===== Extrait choisi
La scène se passe en Finlande, au milieu de l’hiver. Alors que dehors il neige, je lis et relis mon cahier de brouillon dans mon bureau bien chauffé. Je n’arrive pas à croire ce que j’ai écrit moi-même plus tôt dans la journée.
Aurais-je trouvé la solution à un problème ouvert depuis plus de vingt ans ? Non, c’est impossible. Pourtant j’ai beau relire, je ne vois pas d’erreur. Mon cœur s’emballe alors que je tourne les pages de mon cahier, sans trouver la moindre faille dans mon raisonnement.
N’osant y croire, je me lève pour aller montrer tout ça à mon directeur de thèse, avant de crier complètement victoire… Je toque à son bureau, et même si je vois bien que je l’interromps, il me propose de lui expliquer mon idée au tableau.
==========
===== Jeu de données
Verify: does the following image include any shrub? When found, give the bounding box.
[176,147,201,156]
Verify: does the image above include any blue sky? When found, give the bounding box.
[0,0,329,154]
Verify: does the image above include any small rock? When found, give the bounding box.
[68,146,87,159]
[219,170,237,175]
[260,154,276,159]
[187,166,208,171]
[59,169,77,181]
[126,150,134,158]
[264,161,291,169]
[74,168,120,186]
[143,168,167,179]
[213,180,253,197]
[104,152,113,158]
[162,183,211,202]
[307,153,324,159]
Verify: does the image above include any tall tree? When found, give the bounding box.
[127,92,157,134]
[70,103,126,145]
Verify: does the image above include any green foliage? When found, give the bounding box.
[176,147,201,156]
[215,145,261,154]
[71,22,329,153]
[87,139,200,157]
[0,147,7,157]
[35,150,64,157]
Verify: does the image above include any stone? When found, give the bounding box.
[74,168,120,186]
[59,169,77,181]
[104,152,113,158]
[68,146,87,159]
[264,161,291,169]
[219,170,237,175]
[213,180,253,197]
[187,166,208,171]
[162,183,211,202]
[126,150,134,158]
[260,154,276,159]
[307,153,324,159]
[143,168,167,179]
==========
● **Consigne**
Pourriez-vous recopier l'extrait en commençant aux mots « La scène se » et en vous arrêtant après « dans la journée. », tout en remplaçant « Finlande » par « Suède » ? Ces entrées n'ont aucun lien avec l'extrait.

● **Réponse attendue**
La scène se passe en Suède, au milieu de l’hiver. Alors que dehors il neige, je lis et relis mon cahier de brouillon dans mon bureau bien chauffé. Je n’arrive pas à croire ce que j’ai écrit moi-même plus tôt dans la journée.